**TAREAS A REALIZAR**
A) Según el texto sobre la distinción analítico-sintético, ¿qué pensadores dieron otros nombres a esa distinción? Enumérelos junto con el par de términos que empleó cada uno.
B) Identifique cada línea de los registros que contenga la palabra "white", distinguiendo entre mayúsculas y minúsculas.

En lógica y filosofía, la distinción analítico-sintético es la distinción entre dos tipos de proposiciones: las proposiciones analíticas y las proposiciones sintéticas.
En general, las proposiciones analíticas son aquellas cuyo valor de verdad puede ser determinado en virtud del significado de los términos involucrados, y las proposiciones sintéticas son aquellas que para determinar su valor de verdad, requieren algún tipo de contrastación empírica. Por ejemplo, la proposición "ningún soltero es un hombre casado" es una proposición analítica, porque basta con entender lo que significa "soltero" y "casado" para convencerse de que es verdadera. Por otra parte, la proposición "algunos solteros son doctores" es una proposición sintética, dado que para determinar si es verdadera o falsa, habría que hacer una encuesta o algún tipo de investigación empírica.
La distinción tiene una larga historia en la filosofía, y ha ido bajo distintos nombres. Por ejemplo, Gottfried Leibniz habló de verdades de razón y verdades de hecho, David Hume de relaciones de ideas y cuestiones de hecho, e Immanuel Kant de juicios analíticos y juicios sintéticos. Por otra parte, el grado en que estos términos refieren a lo mismo es debatible.
Una de las primeras reflexiones en torno a una proposición analítica puede encontrarse en la famosa expresión de Parménides: "el Ser es y el no-Ser no es". La verdad necesaria de esta proposición parece ser una consecuencia directa de lo que se entiende por Ser y por no-Ser.
La noción aparece más elaborada en Platón. En efecto, las proposiciones analíticas se manifiestan en el conocimiento dialéctico platónico, a partir de la elaboración de los conceptos universales que, como Ideas, hacen posible la comprensión de los objetos de este mundo. Pues en efecto cualquier afirmación sobre la esencia de algo es una afirmación de ese algo como caso particular de una Idea que, en última instancia, lo define. Los entes materiales adquieren su realidad a partir de la participación en las Ideas, según un orden riguroso que es permanente y no cambia.
Lo sensible y material, conocido por la experiencia, encuentra su entidad y por tanto su sentido de realidad a partir de la idea perfecta y universal; es decir de lo universal surge lo individual en lo ontológico; pero en el sentido lógico del conocimiento, la referencia irá de lo concreto sensible y material a lo universal, a partir de la experiencia, según el modelo socrático; en último término un recuerdo de la otra vida del alma en el mundo de las ideas.

Filas de un conjunto de datos de señalamiento de objetos
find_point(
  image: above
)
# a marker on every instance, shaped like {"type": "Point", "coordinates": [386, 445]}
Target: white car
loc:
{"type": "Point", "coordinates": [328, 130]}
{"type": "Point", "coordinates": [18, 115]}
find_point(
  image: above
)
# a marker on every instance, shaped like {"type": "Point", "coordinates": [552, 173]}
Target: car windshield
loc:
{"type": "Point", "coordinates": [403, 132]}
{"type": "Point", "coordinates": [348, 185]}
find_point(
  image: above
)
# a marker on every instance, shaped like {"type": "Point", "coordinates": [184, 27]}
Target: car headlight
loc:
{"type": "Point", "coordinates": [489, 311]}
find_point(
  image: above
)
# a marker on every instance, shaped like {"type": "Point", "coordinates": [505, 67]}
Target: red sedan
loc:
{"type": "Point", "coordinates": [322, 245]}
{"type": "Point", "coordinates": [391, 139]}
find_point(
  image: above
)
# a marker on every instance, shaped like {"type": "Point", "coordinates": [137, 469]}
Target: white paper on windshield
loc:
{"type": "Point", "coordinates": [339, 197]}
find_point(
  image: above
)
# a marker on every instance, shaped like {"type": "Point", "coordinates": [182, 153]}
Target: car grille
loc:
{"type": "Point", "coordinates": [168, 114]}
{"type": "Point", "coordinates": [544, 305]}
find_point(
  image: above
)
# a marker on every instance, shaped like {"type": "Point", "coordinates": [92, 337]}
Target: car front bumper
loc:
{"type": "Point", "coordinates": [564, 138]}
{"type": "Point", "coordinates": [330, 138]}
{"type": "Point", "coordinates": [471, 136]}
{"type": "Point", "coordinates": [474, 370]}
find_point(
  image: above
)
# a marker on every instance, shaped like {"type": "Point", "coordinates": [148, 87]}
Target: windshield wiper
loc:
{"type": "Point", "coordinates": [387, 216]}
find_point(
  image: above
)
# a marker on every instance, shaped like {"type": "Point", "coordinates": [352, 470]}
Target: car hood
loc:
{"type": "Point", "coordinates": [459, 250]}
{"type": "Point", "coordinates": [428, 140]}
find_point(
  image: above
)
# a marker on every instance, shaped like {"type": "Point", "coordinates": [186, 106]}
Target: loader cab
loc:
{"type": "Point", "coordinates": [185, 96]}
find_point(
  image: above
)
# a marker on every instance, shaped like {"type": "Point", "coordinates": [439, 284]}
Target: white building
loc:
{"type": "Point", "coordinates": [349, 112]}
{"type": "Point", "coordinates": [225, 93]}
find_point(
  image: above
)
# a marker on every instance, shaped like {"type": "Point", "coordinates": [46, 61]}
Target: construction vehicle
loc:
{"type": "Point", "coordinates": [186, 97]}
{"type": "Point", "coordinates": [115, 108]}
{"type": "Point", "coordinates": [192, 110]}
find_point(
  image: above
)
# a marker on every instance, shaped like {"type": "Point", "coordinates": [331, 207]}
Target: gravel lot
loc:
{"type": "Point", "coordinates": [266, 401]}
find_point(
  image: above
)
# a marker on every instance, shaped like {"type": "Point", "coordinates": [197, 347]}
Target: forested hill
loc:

**RESULTADOS ESPERADOS**
A)
- Gottfried Leibniz: verdades de razón y verdades de hecho
- David Hume: relaciones de ideas y cuestiones de hecho
- Immanuel Kant: juicios analíticos y juicios sintéticos

B)
Target: white car
Target: white paper on windshield
Target: white building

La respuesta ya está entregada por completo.